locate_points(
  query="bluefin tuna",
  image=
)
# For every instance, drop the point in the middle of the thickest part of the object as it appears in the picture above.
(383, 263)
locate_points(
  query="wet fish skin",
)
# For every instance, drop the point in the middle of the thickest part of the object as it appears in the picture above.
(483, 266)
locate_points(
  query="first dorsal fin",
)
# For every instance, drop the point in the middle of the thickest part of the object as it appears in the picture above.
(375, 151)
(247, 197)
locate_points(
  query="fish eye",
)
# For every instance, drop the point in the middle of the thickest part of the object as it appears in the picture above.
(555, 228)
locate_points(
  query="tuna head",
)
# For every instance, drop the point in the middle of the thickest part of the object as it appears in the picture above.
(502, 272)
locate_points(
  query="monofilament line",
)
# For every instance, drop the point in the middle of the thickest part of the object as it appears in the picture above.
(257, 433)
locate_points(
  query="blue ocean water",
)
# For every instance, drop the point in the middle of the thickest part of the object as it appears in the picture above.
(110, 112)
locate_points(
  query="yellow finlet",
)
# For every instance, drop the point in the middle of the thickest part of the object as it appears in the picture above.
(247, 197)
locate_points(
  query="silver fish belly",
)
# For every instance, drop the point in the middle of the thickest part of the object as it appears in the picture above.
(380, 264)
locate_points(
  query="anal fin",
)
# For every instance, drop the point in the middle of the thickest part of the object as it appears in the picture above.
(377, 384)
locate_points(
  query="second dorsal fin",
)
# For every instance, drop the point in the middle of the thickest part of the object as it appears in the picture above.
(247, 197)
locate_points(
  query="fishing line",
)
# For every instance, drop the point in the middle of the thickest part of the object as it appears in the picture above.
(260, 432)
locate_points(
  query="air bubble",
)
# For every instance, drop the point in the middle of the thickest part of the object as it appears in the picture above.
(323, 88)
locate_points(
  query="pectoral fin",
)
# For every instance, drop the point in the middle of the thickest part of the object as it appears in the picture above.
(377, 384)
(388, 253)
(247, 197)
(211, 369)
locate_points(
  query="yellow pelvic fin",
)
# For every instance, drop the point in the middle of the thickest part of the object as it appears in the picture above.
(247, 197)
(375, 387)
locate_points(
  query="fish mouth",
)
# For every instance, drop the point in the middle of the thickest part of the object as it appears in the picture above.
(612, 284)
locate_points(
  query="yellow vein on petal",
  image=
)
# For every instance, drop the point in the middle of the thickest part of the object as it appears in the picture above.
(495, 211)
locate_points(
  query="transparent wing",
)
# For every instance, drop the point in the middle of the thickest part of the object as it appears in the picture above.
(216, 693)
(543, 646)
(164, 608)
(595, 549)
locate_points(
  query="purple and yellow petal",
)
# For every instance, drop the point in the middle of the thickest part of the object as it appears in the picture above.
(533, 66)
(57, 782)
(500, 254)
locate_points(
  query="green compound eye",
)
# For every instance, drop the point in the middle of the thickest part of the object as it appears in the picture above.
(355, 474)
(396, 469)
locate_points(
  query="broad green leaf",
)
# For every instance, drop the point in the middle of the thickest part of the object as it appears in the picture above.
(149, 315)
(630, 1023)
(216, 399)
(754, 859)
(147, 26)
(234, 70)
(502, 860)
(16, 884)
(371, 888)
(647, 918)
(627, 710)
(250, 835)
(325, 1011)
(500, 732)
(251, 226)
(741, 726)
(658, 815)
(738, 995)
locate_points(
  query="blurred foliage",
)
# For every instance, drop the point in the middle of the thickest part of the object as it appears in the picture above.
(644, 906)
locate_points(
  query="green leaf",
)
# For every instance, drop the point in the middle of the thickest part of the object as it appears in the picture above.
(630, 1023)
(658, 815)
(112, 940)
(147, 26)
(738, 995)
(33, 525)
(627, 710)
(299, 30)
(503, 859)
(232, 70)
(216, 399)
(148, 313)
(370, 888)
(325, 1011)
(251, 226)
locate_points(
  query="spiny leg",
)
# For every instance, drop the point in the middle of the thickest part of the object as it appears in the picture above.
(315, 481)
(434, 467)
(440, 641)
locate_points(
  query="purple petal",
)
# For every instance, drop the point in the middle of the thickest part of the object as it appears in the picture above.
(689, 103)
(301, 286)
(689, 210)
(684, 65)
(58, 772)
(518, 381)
········
*SET PROBLEM:* Report how many lines in the rows above contain the string "purple", giving only the number.

*TASK RESULT:* 2